* **Exercise input**:
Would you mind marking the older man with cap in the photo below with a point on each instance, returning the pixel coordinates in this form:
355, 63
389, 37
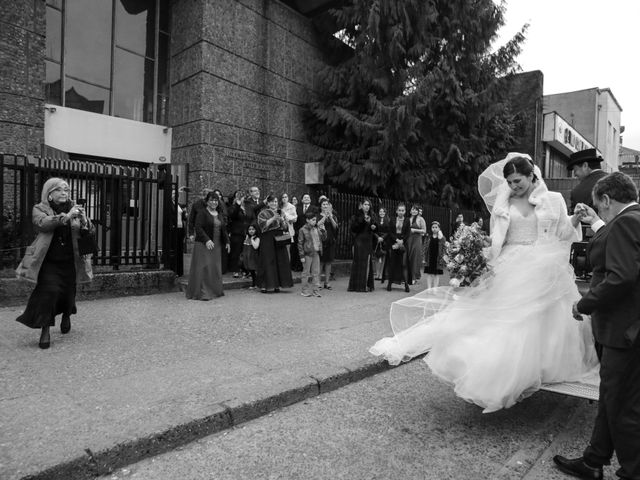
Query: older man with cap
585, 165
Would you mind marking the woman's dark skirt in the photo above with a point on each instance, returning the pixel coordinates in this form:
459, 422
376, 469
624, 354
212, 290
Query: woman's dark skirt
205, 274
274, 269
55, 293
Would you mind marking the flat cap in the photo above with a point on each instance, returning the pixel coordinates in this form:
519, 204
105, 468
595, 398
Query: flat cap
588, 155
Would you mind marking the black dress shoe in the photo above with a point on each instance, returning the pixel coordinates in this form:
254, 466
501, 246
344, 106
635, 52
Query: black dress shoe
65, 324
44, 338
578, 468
--
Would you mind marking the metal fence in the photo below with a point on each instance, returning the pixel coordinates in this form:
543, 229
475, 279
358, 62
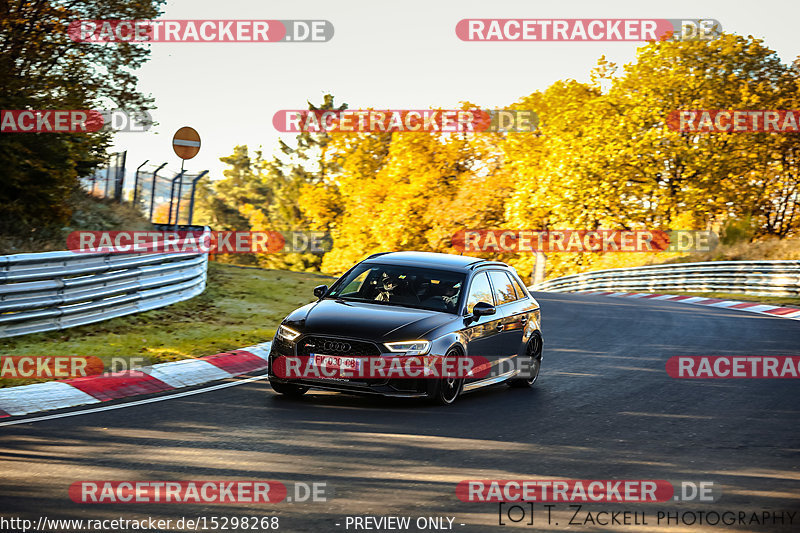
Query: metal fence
...
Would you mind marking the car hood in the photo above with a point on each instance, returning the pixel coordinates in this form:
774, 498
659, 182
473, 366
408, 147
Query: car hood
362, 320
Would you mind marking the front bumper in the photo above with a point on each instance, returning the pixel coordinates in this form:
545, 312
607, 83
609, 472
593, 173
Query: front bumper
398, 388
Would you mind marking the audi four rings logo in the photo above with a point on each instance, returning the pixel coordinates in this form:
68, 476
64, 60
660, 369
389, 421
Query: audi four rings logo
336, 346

* **Aim of the exercise**: Can you update the data from the line with "Would you mind marking the metal" to the line with "Query: metal fence" so that "metal fence" becomes "iron railing" and nothing else changes? Leave the picture out of your answer.

* **Answer to the problem**:
Would you mind marking the iron railing in the photo below with a point on each instance, returning the pixel coordinates in this form:
543, 229
475, 279
358, 62
Query: iron railing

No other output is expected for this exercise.